§ Required task
Output the following records verbatim, reproducing every line without alteration.

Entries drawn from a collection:
»»
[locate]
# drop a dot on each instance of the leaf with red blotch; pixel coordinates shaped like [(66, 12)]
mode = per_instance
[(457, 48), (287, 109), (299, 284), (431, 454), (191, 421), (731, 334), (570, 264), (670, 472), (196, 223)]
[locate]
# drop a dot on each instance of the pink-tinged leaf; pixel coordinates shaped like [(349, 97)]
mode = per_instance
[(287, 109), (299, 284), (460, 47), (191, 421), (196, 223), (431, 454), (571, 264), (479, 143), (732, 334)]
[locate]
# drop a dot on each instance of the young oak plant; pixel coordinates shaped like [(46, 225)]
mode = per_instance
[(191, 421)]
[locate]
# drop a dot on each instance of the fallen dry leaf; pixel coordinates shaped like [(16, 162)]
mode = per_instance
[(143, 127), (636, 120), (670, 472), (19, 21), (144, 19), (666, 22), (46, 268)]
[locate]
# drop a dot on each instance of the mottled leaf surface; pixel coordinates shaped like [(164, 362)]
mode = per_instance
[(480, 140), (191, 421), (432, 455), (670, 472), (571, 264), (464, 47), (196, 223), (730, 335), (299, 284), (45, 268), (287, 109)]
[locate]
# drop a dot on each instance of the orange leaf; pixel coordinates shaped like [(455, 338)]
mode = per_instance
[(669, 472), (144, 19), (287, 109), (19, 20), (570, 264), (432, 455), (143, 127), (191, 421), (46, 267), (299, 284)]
««
§ Written solution
[locate]
# drop a dot on each instance of the leaf with red blotch; pixel coordinates shaped like [(66, 12)]
mode = per_instance
[(457, 48), (287, 109), (299, 284), (431, 454), (191, 421), (731, 334), (570, 264), (670, 472), (196, 223)]
[locate]
# drop a dot on each instance of the pink-tinged leaf; pixel coordinates shaped like [(349, 97)]
mode = per_instance
[(287, 109), (299, 284), (460, 47), (191, 421), (196, 223), (431, 454), (571, 264), (479, 143), (732, 334)]
[locate]
# drop a dot on each instance of the young oak plant; pixel coordinates shaped like [(46, 225)]
mode = per_instance
[(191, 421)]
[locate]
# drop a dot on each instance of the fallen dry leaf; pixel coordinates shaped like [(16, 162)]
mode = per_instance
[(143, 127), (636, 120), (670, 472), (19, 21), (144, 19), (666, 22), (46, 268)]
[locate]
# drop a dot on each instance of the mottled leaf surface; pixel coordinates shaped like [(164, 362)]
mode = per_instance
[(480, 140), (191, 421), (432, 455), (670, 472), (571, 264), (464, 47), (196, 223), (730, 335), (299, 284), (45, 268), (287, 109)]
[locate]
# drop a dot on each instance of the orange leaf; pixel coordinates shaped like [(455, 338)]
mode = per_instance
[(669, 472), (144, 19), (287, 109), (19, 20), (570, 264), (432, 455), (143, 127), (191, 421), (46, 267), (299, 284)]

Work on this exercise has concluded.